Junzhou Huang February 5, 2015
Personal website: http://ranger.uta.edu/~huang/

Junzhou Huang, PhD is an Assistant Professor at the CSE Department. His major research interests include machine learning, computer vision and biomedical imaging informatics. The general goal of his research is to investigate scalable models and algorithms for data-intensive applications. To be more specific, he is working on statistical learning and imaging informatics with the focus on scalable algorithms and software systems. His interest is to develop efficient algorithms with nice theoretical guarantees to solve practical problems involved huge scale data.

Because of the enormous and unexplored potential that big data analysis has in many real-world applications, since joining UTA Dr. Huang has established important multidisciplinary collaborations with experts in math, statistics, surgeons, radiologists and biologist inside and outside of UTA. Despite his ultimate focus on real-world applications, most of his recent work deals with researching algorithms with a solid theoretical foundation, and that address unsolved research challenges in this age of big data. His publication record is broad and covers diverse areas such as statistics, machine learning, computer vision, medical imaging informatics, pattern recognition and image processing. Dr. Huang has published 90+ papers on top tier Journals and conferences in his research areas. According to Google scholar, his citations are around 1918, h-index is 20, and i-10 index is 30. He has been globally selected as one of the 10 emerging leaders in multimedia and signal processing by the IBM T.J. Watson Research Center in 2010. He won the MICCAI Young Scientist Award 2010, the FIMH Best Paper Award 2011, the STMI Best Paper Award 2012 and the NIPS Best Reviewer Award 2013.

Heart Paraview
Heart Paraview

Dr. Huang is currently leading the Scalable Modeling & Imaging & Learning Lab (SMILE) at University of Texas at Arlington. His lab is working actively on developing scalable algorithms and applying high performance computing technologies, such as multicore processors, GPU. and Grid/Cloud computing environment to process and analysis big data together with many other collaborators. The research projects in his lab are broad and interdisciplinary, such as Robust Materials Genome Data Mining for Nanoparticle Synthesis, Adaptive Interdisciplinary Pain Management for Personalized Medicine, Large Scale Non-intrusive Energy Monitoring, Compressed Sensing Magnetic Resonance Imaging (MRI), 3D Modeling and Simulation, Visual Tracking and Event Detection and so on.

**The data**
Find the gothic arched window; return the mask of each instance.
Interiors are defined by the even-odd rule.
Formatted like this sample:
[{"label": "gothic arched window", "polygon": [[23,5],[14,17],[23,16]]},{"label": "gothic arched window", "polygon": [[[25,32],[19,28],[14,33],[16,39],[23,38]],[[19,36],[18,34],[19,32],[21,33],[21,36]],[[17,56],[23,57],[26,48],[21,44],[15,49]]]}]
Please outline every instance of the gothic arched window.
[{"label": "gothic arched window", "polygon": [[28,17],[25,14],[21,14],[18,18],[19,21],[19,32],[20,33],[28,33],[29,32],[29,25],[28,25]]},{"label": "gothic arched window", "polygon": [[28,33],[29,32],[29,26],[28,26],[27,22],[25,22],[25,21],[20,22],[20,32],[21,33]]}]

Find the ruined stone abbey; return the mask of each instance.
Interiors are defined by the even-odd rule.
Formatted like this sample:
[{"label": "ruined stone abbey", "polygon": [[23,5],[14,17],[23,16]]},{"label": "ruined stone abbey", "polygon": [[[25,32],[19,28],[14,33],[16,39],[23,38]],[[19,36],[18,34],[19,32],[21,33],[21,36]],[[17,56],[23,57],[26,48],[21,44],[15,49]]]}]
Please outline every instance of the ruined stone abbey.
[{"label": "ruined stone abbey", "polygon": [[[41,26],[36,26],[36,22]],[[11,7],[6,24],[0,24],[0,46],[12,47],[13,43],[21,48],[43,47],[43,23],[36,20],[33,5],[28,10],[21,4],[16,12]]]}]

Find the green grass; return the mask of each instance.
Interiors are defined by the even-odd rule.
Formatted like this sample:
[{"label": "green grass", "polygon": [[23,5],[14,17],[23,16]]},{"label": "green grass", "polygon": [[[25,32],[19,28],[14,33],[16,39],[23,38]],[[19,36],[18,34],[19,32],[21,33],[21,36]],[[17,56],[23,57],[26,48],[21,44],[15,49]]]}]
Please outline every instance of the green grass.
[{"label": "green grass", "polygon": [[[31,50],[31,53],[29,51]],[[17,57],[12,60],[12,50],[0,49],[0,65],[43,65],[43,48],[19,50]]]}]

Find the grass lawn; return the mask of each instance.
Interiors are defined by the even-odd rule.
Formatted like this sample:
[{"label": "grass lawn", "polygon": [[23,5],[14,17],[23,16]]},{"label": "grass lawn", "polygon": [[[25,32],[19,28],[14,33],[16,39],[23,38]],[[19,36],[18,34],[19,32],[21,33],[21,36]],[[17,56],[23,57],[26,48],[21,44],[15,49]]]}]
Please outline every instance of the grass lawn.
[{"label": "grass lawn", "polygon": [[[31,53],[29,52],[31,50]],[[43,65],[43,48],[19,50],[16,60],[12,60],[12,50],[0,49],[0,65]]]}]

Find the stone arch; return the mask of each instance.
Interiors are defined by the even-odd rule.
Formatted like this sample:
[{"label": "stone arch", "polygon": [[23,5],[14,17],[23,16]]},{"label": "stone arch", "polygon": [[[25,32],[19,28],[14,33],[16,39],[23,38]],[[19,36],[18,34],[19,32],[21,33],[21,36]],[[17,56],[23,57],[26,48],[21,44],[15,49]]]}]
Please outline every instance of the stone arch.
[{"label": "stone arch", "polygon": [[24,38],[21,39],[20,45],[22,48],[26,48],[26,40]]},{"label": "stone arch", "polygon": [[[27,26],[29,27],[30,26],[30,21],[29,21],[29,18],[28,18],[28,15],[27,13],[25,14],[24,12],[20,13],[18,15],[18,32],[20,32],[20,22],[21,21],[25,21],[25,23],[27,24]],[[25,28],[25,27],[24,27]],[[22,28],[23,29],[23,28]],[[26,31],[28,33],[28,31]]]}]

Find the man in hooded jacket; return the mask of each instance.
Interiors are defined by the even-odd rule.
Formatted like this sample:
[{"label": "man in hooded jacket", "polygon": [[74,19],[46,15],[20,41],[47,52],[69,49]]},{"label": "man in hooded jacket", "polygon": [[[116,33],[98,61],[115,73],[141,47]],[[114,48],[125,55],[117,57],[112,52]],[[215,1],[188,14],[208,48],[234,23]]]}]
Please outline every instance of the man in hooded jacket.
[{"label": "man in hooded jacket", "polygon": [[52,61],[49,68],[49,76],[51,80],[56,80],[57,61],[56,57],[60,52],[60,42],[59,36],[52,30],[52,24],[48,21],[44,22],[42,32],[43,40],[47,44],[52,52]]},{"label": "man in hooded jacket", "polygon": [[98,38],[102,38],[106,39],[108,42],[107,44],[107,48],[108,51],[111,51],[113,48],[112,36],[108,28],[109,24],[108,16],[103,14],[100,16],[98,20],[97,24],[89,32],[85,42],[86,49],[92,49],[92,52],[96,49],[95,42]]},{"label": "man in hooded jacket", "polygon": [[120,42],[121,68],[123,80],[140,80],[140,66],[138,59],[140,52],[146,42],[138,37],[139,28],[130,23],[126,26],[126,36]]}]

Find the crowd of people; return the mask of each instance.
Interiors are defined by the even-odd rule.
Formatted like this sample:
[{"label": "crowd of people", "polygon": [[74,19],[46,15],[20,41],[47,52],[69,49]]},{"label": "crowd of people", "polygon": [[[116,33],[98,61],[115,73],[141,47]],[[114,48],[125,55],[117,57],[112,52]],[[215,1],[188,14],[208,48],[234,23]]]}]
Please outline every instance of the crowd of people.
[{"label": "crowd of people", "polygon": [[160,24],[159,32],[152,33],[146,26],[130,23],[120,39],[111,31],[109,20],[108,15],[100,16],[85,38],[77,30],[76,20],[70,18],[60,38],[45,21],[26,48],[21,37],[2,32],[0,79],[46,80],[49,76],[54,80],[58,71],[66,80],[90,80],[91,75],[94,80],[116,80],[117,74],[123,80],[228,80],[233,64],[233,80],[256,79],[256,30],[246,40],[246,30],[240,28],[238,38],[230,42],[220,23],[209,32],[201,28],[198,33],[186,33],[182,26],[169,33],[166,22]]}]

**Using the information**
1. Answer these questions from the Junzhou Huang profile:
(a) What three fields are named as his major research interests?
(b) According to Google Scholar, what is his h-index?
(c) What is the full name of the lab he currently leads, and at which university is it?
2. For each statement, say whether the Junzhou Huang profile supports it, and quote the words that decide it:
(a) He won the FIMH Best Paper Award in 2012.
(b) In 2010 the IBM T.J. Watson Research Center selected him as one of 10 emerging leaders in multimedia and signal processing.
(c) His collaborators include radiologists.
3. Continue the Junzhou Huang profile, beginning after its final sentence.
The listing has no connection to the profile of Junzhou Huang.

**Outputs in order**
1.
(a) Machine learning, computer vision and biomedical imaging informatics.
(b) 20.
(c) The Scalable Modeling & Imaging & Learning Lab (SMILE), at the University of Texas at Arlington.

2.
(a) No: "the FIMH Best Paper Award 2011"
(b) Yes: "He has been globally selected as one of the 10 emerging leaders in multimedia and signal processing by the IBM T.J. Watson Research Center in 2010."
(c) Yes: "with experts in math, statistics, surgeons, radiologists and biologist"

3.
The Materials Genome Initiative research has been launched by U.S. government to discover, manufacture, and deploy advanced materials fast and low-cost, which holds great opportunities to address the challenges in clean energy, national security, and human welfare. However, the major computational challenges are the bottlenecks for comprehensive materials genome data analysis. There is a critical need for new data mining and machine learning strategies to bridge the gap and facilitate the new materials discovery. The overall goal of this project is to address the computational challenges for comprehensive materials genome data analysis due to unprecedented scale and complexity, and develop new data mining and machine learning strategies for facilitating the new materials discovery. This project will develop new computational tools to automate the material genome data processing, investigate the new learning model to integrate heterogeneous material characterizations for predicting the catalytic capabilities and associations to theoretical modeling measurements, design novel robust learning techniques to predict the catalytic capabilities of the new synthesized nanoparticles. This project is funded by NSF IIS core program from 08/2014 to 08/2017 with a total amount of an award as $250,000.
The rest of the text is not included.